# Given exercise:
Reproduce only the lines from the line containing "of the flush" to the end of the entries below, including both of those lines.

# Dataset entries:
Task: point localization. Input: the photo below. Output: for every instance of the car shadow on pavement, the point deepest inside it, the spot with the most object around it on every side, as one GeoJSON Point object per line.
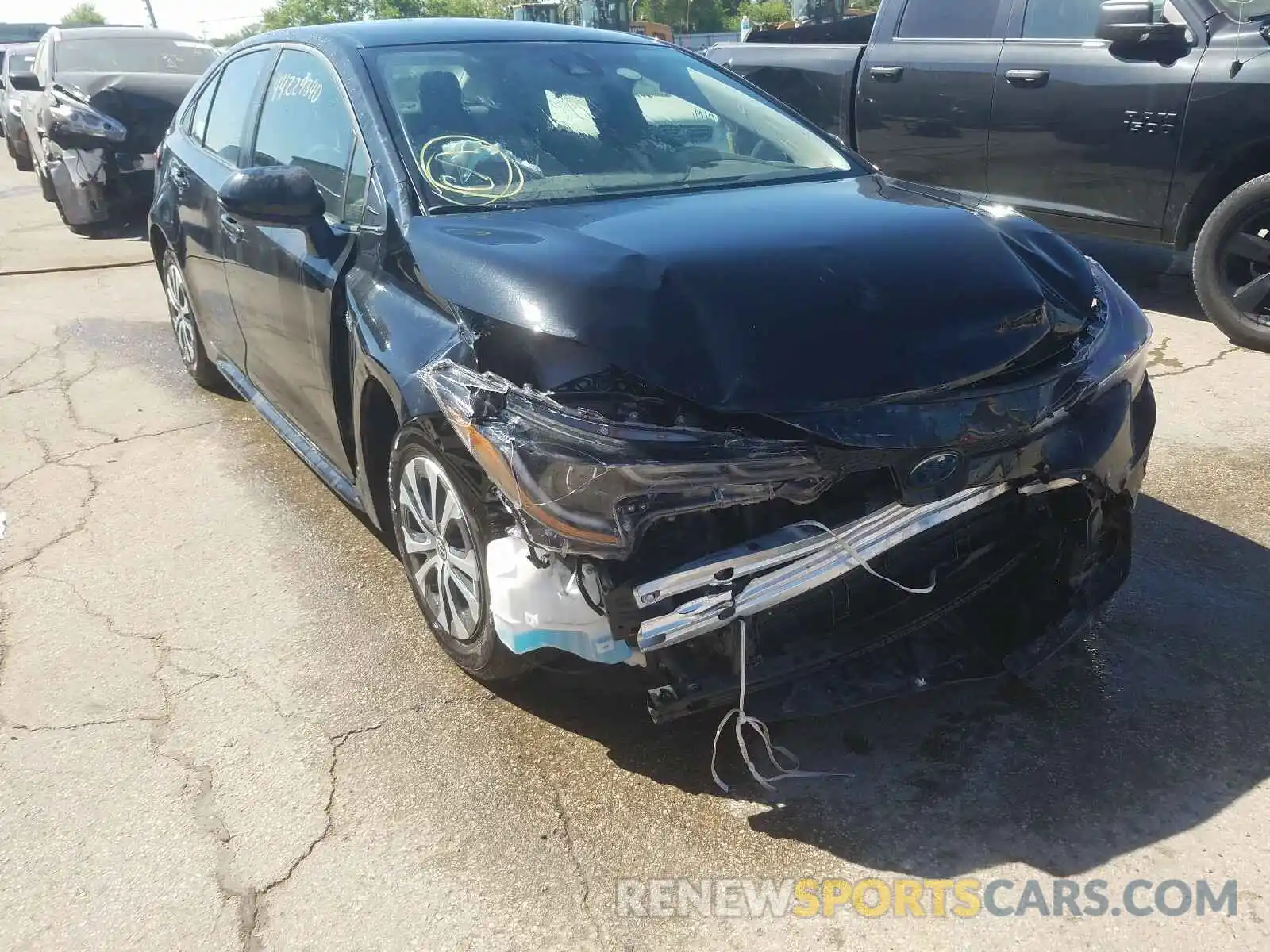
{"type": "Point", "coordinates": [131, 228]}
{"type": "Point", "coordinates": [1153, 725]}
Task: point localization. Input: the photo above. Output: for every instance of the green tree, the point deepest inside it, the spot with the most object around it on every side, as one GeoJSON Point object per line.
{"type": "Point", "coordinates": [84, 16]}
{"type": "Point", "coordinates": [486, 10]}
{"type": "Point", "coordinates": [306, 13]}
{"type": "Point", "coordinates": [761, 12]}
{"type": "Point", "coordinates": [702, 16]}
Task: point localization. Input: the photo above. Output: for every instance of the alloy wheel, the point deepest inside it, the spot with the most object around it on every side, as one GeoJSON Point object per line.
{"type": "Point", "coordinates": [181, 313]}
{"type": "Point", "coordinates": [440, 549]}
{"type": "Point", "coordinates": [1246, 267]}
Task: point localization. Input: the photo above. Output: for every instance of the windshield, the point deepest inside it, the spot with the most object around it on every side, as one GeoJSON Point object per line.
{"type": "Point", "coordinates": [135, 55]}
{"type": "Point", "coordinates": [501, 125]}
{"type": "Point", "coordinates": [1246, 10]}
{"type": "Point", "coordinates": [21, 61]}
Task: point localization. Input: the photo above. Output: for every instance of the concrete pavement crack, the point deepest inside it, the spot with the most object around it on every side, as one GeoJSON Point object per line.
{"type": "Point", "coordinates": [63, 536]}
{"type": "Point", "coordinates": [1199, 366]}
{"type": "Point", "coordinates": [46, 729]}
{"type": "Point", "coordinates": [572, 848]}
{"type": "Point", "coordinates": [252, 908]}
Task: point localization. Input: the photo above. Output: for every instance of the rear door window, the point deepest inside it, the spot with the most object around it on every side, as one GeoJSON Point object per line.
{"type": "Point", "coordinates": [305, 122]}
{"type": "Point", "coordinates": [197, 122]}
{"type": "Point", "coordinates": [950, 19]}
{"type": "Point", "coordinates": [235, 95]}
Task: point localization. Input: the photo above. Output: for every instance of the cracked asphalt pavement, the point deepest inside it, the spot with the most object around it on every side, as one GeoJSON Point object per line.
{"type": "Point", "coordinates": [224, 727]}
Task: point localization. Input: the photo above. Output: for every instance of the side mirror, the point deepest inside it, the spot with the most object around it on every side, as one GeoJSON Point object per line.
{"type": "Point", "coordinates": [273, 194]}
{"type": "Point", "coordinates": [1133, 22]}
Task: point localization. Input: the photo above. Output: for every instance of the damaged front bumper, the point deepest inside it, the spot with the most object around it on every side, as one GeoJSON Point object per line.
{"type": "Point", "coordinates": [1014, 503]}
{"type": "Point", "coordinates": [93, 183]}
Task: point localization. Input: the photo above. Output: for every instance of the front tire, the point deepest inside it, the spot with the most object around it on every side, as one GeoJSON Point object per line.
{"type": "Point", "coordinates": [184, 325]}
{"type": "Point", "coordinates": [441, 530]}
{"type": "Point", "coordinates": [1232, 266]}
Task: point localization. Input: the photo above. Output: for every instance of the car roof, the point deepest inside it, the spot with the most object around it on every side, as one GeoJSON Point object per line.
{"type": "Point", "coordinates": [381, 33]}
{"type": "Point", "coordinates": [116, 32]}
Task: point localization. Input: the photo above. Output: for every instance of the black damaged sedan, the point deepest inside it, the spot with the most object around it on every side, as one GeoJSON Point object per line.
{"type": "Point", "coordinates": [641, 367]}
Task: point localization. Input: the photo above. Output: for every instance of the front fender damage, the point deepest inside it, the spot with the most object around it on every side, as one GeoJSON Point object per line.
{"type": "Point", "coordinates": [870, 550]}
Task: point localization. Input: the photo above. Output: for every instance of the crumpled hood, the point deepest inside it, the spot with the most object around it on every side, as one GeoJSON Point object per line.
{"type": "Point", "coordinates": [144, 102]}
{"type": "Point", "coordinates": [776, 298]}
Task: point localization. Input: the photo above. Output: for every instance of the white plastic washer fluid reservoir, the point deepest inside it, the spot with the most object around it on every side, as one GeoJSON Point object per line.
{"type": "Point", "coordinates": [537, 607]}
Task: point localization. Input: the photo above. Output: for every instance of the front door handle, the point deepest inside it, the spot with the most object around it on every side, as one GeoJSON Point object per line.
{"type": "Point", "coordinates": [234, 232]}
{"type": "Point", "coordinates": [887, 74]}
{"type": "Point", "coordinates": [1028, 79]}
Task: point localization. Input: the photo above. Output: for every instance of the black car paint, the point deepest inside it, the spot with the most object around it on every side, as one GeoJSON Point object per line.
{"type": "Point", "coordinates": [670, 268]}
{"type": "Point", "coordinates": [406, 289]}
{"type": "Point", "coordinates": [1130, 144]}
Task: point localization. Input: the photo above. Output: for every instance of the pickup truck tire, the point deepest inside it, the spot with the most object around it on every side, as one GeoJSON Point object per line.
{"type": "Point", "coordinates": [1233, 254]}
{"type": "Point", "coordinates": [435, 507]}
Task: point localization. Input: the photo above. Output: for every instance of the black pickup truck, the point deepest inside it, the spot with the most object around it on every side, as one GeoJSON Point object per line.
{"type": "Point", "coordinates": [1140, 120]}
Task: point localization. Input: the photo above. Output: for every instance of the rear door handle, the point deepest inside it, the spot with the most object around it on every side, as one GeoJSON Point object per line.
{"type": "Point", "coordinates": [887, 74]}
{"type": "Point", "coordinates": [1028, 79]}
{"type": "Point", "coordinates": [234, 232]}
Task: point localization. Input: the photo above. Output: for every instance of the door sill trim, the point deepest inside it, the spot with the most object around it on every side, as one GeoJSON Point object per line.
{"type": "Point", "coordinates": [291, 435]}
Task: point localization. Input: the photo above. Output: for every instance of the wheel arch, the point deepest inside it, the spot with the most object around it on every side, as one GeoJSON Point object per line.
{"type": "Point", "coordinates": [1245, 165]}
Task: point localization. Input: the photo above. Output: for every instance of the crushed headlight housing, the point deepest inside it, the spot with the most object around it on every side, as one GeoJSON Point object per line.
{"type": "Point", "coordinates": [588, 486]}
{"type": "Point", "coordinates": [82, 120]}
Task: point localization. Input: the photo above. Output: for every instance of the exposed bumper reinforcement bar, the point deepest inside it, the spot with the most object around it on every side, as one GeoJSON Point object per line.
{"type": "Point", "coordinates": [798, 559]}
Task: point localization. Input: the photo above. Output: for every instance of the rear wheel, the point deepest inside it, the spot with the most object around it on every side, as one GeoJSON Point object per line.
{"type": "Point", "coordinates": [184, 325]}
{"type": "Point", "coordinates": [1232, 266]}
{"type": "Point", "coordinates": [441, 530]}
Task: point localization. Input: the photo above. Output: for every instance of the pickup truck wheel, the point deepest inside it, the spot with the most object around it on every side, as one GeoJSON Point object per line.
{"type": "Point", "coordinates": [441, 530]}
{"type": "Point", "coordinates": [1232, 266]}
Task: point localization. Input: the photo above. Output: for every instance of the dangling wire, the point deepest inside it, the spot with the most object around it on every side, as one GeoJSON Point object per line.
{"type": "Point", "coordinates": [783, 772]}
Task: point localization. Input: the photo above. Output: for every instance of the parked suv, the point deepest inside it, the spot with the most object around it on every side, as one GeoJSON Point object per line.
{"type": "Point", "coordinates": [102, 99]}
{"type": "Point", "coordinates": [18, 60]}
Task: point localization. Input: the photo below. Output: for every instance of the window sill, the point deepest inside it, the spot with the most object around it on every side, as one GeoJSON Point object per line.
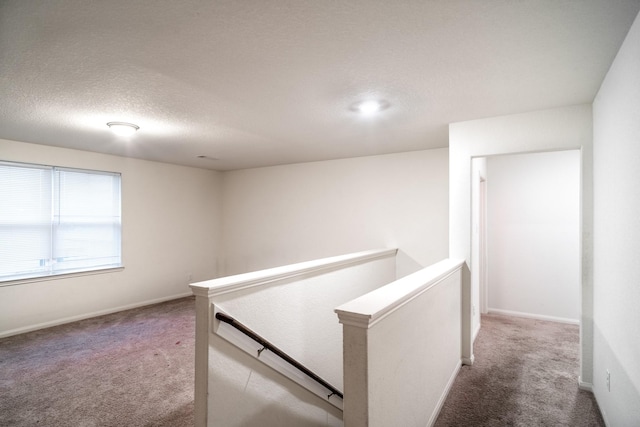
{"type": "Point", "coordinates": [60, 276]}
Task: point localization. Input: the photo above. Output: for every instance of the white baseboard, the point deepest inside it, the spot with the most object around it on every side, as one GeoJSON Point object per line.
{"type": "Point", "coordinates": [584, 385]}
{"type": "Point", "coordinates": [443, 397]}
{"type": "Point", "coordinates": [534, 316]}
{"type": "Point", "coordinates": [64, 320]}
{"type": "Point", "coordinates": [468, 360]}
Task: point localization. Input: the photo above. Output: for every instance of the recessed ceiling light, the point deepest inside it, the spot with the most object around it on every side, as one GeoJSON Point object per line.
{"type": "Point", "coordinates": [370, 107]}
{"type": "Point", "coordinates": [122, 128]}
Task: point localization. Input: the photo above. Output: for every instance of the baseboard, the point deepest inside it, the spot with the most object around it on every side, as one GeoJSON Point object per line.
{"type": "Point", "coordinates": [584, 385]}
{"type": "Point", "coordinates": [534, 316]}
{"type": "Point", "coordinates": [62, 321]}
{"type": "Point", "coordinates": [443, 397]}
{"type": "Point", "coordinates": [603, 413]}
{"type": "Point", "coordinates": [468, 360]}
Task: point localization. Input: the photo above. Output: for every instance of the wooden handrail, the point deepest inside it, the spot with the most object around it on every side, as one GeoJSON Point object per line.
{"type": "Point", "coordinates": [266, 345]}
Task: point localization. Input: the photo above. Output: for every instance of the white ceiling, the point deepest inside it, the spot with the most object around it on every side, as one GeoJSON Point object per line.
{"type": "Point", "coordinates": [265, 82]}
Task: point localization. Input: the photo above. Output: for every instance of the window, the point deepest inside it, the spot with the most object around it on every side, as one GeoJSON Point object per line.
{"type": "Point", "coordinates": [57, 220]}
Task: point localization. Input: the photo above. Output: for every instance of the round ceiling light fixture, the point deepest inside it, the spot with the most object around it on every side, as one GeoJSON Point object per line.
{"type": "Point", "coordinates": [370, 106]}
{"type": "Point", "coordinates": [122, 128]}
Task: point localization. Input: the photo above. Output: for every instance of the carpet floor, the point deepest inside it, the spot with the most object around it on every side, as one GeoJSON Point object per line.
{"type": "Point", "coordinates": [127, 369]}
{"type": "Point", "coordinates": [136, 368]}
{"type": "Point", "coordinates": [525, 374]}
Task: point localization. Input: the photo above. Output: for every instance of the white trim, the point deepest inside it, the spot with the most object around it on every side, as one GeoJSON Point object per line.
{"type": "Point", "coordinates": [64, 320]}
{"type": "Point", "coordinates": [59, 276]}
{"type": "Point", "coordinates": [367, 310]}
{"type": "Point", "coordinates": [443, 396]}
{"type": "Point", "coordinates": [534, 316]}
{"type": "Point", "coordinates": [584, 385]}
{"type": "Point", "coordinates": [476, 332]}
{"type": "Point", "coordinates": [602, 412]}
{"type": "Point", "coordinates": [273, 361]}
{"type": "Point", "coordinates": [240, 282]}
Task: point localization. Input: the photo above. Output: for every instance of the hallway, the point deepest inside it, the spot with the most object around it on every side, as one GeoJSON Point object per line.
{"type": "Point", "coordinates": [525, 374]}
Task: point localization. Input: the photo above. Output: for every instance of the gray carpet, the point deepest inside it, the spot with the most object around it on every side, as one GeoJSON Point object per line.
{"type": "Point", "coordinates": [133, 368]}
{"type": "Point", "coordinates": [525, 374]}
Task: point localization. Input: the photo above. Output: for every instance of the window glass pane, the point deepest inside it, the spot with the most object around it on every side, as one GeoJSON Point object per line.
{"type": "Point", "coordinates": [25, 219]}
{"type": "Point", "coordinates": [57, 220]}
{"type": "Point", "coordinates": [86, 220]}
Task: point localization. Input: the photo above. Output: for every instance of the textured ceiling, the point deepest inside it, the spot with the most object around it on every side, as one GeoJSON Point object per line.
{"type": "Point", "coordinates": [256, 83]}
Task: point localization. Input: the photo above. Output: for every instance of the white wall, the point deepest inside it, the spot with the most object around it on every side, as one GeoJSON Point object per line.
{"type": "Point", "coordinates": [616, 122]}
{"type": "Point", "coordinates": [296, 316]}
{"type": "Point", "coordinates": [285, 214]}
{"type": "Point", "coordinates": [533, 207]}
{"type": "Point", "coordinates": [547, 130]}
{"type": "Point", "coordinates": [170, 229]}
{"type": "Point", "coordinates": [478, 252]}
{"type": "Point", "coordinates": [397, 375]}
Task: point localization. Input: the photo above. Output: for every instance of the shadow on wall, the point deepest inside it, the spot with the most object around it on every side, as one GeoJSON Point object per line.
{"type": "Point", "coordinates": [251, 394]}
{"type": "Point", "coordinates": [406, 265]}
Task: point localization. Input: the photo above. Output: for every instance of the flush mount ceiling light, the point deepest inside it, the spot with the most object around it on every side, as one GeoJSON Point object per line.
{"type": "Point", "coordinates": [122, 128]}
{"type": "Point", "coordinates": [370, 107]}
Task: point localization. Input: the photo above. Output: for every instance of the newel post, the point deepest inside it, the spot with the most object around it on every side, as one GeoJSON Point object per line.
{"type": "Point", "coordinates": [203, 322]}
{"type": "Point", "coordinates": [355, 356]}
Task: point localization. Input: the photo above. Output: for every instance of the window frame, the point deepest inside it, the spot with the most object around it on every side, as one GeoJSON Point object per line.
{"type": "Point", "coordinates": [52, 273]}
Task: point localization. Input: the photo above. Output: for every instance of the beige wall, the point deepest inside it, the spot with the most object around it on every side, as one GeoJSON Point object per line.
{"type": "Point", "coordinates": [284, 214]}
{"type": "Point", "coordinates": [547, 130]}
{"type": "Point", "coordinates": [616, 175]}
{"type": "Point", "coordinates": [170, 230]}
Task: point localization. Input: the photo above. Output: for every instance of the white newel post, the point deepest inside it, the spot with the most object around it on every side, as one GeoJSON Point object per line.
{"type": "Point", "coordinates": [203, 322]}
{"type": "Point", "coordinates": [356, 368]}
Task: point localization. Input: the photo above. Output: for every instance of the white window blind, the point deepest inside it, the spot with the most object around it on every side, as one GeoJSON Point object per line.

# Correct output:
Task: point localization. Input: the photo above. Output: for every instance of the flush mount ceiling light, the point deepest inside it, the spot with the most object around it on every side, as one GeoJSON Point object per line.
{"type": "Point", "coordinates": [122, 128]}
{"type": "Point", "coordinates": [370, 107]}
Task: point localization. Input: the photo above. Output: for every instance of the newel post, the point deepest inside it, the spot with the most object around it on every side, as one GeoJSON Point object per line.
{"type": "Point", "coordinates": [203, 322]}
{"type": "Point", "coordinates": [355, 356]}
Task: point localization. Input: the photo above. Output: for every instance of the window frame, the point deepest inside it, the spot with the most object around it on every side, as one GeoJSON Point object per line.
{"type": "Point", "coordinates": [52, 273]}
Task: point localization. Input: the photo above. Output: for every instance of the beige wall, the point deepest inside it, the spot with the most object around it on every side, as one GeoJSON Point object per line.
{"type": "Point", "coordinates": [284, 214]}
{"type": "Point", "coordinates": [547, 130]}
{"type": "Point", "coordinates": [616, 175]}
{"type": "Point", "coordinates": [170, 230]}
Task: point localization. Input: the photo above. Output: for every instance of the white newel post, the point deepest inside it, the spot with the most object around it on every side, as one GeoJSON Point object per line.
{"type": "Point", "coordinates": [203, 322]}
{"type": "Point", "coordinates": [356, 368]}
Task: point localization. Input: the photo above. Output: for every instance of the white window blind, the point deepest inside it, the spot with the most object around it on every side, as one GeoJSON Point object per line.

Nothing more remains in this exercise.